==== DATA FOR PROCESSING ====

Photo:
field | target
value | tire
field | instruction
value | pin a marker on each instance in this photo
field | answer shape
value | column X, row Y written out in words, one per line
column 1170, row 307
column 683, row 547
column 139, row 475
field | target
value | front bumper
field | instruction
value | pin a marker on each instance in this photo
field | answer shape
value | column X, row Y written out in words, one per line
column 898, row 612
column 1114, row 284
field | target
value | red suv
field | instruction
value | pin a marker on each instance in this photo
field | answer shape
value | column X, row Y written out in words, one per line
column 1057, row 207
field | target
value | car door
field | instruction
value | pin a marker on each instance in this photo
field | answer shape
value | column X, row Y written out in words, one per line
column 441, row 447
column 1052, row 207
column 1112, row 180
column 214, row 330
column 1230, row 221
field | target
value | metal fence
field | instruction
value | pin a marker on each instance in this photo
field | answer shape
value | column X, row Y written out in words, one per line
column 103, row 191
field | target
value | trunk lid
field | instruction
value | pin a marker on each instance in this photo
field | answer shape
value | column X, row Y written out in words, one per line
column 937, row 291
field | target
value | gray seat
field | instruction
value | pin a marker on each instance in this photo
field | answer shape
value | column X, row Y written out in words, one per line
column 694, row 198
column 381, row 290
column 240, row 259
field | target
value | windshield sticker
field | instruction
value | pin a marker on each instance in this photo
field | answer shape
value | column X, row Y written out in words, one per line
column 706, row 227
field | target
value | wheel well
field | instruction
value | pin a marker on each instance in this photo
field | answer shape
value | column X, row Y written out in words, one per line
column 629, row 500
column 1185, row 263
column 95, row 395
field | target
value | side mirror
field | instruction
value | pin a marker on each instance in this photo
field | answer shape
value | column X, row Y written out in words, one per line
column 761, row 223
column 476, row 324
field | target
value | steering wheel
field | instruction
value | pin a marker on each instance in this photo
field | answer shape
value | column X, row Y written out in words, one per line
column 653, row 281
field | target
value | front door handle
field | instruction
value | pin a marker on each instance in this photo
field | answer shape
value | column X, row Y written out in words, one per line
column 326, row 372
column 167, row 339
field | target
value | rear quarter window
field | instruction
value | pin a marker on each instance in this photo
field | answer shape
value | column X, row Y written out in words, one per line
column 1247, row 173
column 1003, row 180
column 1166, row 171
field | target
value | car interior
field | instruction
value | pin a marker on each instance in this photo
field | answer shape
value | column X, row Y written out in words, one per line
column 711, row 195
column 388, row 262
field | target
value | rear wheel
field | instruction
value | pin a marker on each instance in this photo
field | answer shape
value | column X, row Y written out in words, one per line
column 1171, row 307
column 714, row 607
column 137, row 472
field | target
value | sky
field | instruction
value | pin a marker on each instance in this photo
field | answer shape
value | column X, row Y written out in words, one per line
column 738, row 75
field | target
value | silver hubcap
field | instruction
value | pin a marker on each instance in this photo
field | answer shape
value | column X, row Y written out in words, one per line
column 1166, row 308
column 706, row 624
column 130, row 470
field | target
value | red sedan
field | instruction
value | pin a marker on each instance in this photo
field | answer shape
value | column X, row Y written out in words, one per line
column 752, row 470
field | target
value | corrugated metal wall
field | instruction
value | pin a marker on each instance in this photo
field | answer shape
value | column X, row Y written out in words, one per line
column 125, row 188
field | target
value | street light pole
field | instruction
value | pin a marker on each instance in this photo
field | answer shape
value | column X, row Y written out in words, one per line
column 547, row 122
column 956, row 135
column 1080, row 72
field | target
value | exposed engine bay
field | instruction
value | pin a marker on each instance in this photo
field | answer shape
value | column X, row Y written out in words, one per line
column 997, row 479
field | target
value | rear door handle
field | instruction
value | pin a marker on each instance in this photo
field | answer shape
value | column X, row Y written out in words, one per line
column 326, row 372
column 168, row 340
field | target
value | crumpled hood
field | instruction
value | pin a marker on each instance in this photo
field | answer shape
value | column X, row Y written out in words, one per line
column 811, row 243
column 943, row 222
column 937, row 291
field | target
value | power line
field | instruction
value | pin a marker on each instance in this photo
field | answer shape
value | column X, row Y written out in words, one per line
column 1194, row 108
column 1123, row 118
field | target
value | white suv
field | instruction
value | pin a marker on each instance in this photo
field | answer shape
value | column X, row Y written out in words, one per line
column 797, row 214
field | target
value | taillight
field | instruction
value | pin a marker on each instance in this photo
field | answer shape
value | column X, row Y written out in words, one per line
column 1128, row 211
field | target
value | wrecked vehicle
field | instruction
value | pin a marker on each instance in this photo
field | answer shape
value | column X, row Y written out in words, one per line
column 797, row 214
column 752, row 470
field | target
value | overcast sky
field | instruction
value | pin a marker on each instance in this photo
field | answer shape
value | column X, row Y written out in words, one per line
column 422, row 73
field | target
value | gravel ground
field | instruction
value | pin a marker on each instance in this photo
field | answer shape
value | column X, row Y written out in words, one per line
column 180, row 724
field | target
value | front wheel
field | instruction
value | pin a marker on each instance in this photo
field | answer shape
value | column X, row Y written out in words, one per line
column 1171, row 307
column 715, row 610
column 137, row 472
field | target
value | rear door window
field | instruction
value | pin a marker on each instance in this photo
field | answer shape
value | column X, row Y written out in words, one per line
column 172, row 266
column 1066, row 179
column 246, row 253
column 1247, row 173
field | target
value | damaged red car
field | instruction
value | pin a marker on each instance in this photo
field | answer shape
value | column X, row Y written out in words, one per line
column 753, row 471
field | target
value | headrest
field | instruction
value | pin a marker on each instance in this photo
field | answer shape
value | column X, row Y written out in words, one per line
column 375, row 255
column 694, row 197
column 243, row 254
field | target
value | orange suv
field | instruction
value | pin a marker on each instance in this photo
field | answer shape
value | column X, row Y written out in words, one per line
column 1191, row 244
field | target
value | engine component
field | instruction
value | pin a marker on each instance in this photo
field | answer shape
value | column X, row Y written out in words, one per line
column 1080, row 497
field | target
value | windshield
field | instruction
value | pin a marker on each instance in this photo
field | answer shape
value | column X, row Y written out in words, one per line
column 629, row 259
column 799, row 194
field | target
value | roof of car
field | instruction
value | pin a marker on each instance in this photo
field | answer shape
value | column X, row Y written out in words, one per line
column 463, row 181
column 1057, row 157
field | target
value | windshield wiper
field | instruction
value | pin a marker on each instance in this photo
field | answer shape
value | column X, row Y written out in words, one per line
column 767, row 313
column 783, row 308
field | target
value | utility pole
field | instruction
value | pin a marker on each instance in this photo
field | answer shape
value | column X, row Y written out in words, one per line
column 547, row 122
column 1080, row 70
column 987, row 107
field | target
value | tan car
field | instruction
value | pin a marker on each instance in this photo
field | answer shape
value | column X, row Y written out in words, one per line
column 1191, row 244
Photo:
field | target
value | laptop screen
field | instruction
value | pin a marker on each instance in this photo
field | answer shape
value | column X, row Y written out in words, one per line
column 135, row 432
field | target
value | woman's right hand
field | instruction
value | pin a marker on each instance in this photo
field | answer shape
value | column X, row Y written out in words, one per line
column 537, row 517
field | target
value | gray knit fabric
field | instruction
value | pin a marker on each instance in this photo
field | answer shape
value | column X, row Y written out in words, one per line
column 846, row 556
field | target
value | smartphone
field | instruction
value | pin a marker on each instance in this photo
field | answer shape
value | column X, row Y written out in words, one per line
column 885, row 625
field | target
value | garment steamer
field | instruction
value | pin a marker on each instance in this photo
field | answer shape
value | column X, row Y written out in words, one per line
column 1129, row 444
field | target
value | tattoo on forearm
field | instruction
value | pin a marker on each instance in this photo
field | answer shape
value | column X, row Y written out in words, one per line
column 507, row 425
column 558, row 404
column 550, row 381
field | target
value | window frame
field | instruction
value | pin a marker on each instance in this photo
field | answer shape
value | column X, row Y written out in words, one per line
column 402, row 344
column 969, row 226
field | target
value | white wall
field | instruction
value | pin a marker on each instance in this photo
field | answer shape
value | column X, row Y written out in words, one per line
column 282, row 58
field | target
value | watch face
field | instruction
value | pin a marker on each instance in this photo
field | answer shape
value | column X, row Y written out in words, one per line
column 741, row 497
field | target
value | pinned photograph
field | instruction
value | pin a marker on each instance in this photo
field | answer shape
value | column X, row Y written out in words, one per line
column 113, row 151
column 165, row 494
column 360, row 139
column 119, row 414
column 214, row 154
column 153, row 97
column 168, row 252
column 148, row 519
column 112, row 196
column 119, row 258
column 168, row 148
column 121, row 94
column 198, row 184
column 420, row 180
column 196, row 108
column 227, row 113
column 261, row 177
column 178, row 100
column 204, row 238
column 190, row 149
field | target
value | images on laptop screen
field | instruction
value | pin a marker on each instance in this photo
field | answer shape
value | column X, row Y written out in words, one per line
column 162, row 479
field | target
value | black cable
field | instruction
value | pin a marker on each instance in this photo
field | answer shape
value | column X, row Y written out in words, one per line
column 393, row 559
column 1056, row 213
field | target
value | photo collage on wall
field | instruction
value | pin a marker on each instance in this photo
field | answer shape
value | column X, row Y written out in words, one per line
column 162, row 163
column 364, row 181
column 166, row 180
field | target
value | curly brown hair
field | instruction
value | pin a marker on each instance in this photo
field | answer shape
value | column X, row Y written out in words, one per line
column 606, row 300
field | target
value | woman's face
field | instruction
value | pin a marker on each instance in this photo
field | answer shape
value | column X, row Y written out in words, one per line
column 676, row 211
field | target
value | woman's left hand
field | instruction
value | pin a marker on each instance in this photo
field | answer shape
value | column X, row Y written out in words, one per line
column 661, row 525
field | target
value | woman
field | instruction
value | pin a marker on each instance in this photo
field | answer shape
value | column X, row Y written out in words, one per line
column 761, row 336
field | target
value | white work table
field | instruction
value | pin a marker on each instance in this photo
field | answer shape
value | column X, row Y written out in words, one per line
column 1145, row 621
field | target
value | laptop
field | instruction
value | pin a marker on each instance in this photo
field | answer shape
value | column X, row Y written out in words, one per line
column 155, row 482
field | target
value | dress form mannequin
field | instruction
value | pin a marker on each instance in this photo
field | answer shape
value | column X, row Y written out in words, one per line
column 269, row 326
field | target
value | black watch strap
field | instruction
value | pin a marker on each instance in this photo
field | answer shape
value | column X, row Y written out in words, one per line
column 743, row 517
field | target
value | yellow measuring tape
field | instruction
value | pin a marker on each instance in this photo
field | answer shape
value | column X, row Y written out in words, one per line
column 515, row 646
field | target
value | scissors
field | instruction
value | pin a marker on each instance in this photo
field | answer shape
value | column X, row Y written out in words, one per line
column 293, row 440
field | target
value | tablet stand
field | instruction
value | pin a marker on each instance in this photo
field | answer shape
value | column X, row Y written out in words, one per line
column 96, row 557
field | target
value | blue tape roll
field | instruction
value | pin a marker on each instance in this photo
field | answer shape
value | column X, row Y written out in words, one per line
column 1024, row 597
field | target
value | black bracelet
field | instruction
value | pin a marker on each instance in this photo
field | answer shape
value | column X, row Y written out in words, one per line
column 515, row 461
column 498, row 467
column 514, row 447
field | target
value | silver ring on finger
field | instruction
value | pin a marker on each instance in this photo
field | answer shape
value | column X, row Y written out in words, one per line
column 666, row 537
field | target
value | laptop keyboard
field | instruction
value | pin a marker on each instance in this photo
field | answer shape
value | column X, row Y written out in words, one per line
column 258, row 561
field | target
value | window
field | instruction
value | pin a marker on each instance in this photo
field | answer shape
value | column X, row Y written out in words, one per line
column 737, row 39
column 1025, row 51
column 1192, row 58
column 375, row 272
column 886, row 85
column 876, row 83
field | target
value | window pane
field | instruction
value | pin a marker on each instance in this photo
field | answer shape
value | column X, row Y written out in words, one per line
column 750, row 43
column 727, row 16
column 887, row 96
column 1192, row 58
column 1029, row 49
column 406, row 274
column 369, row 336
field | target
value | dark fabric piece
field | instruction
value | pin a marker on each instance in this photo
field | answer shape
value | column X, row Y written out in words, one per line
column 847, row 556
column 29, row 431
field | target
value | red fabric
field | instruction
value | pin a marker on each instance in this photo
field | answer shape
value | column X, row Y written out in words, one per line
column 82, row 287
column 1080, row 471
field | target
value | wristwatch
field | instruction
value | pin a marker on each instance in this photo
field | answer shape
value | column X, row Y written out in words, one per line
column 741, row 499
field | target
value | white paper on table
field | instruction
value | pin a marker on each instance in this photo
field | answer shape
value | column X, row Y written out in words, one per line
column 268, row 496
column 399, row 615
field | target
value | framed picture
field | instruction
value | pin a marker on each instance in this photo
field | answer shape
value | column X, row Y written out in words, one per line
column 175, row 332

====

*WRITTEN PROBLEM:* Copy out, word for word, the lines of the items above, from the very first line up to and including the line with "column 1114, row 284".

*FULL OUTPUT:*
Photo:
field | target
value | tire
field | instruction
value | pin a marker on each instance in this photo
field | answer shape
value | column X, row Y written out in words, one per line
column 1170, row 307
column 683, row 547
column 139, row 475
field | target
value | front bumper
field | instruction
value | pin a marker on each instance in this photo
field | answer shape
value | column X, row Y written out in words, one per line
column 898, row 612
column 1114, row 284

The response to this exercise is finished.